● **Stated exercise**:
Could you write out every entry exactly as it stands?

### Information supplied

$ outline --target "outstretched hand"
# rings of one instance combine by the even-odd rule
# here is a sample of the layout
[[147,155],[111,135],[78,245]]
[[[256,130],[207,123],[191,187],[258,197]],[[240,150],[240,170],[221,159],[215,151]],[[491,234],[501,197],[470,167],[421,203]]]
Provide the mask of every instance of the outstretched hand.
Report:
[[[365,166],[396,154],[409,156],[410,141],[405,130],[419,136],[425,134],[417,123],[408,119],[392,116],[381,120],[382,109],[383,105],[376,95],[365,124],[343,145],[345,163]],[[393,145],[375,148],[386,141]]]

######

● **The reply**:
$ outline --target "outstretched hand"
# rings of one instance combine by the even-odd rule
# here is a sample of the layout
[[147,155],[111,135],[78,245]]
[[[256,130],[207,123],[191,187],[258,197]],[[240,150],[240,170],[221,159],[215,151]],[[491,234],[501,197],[470,167],[421,203]]]
Provide the mask of every instance of the outstretched hand.
Report:
[[[365,166],[396,154],[409,156],[410,141],[405,130],[419,136],[425,134],[417,123],[408,119],[392,116],[381,120],[382,109],[383,105],[376,95],[365,124],[343,145],[345,163]],[[393,145],[375,148],[386,141]]]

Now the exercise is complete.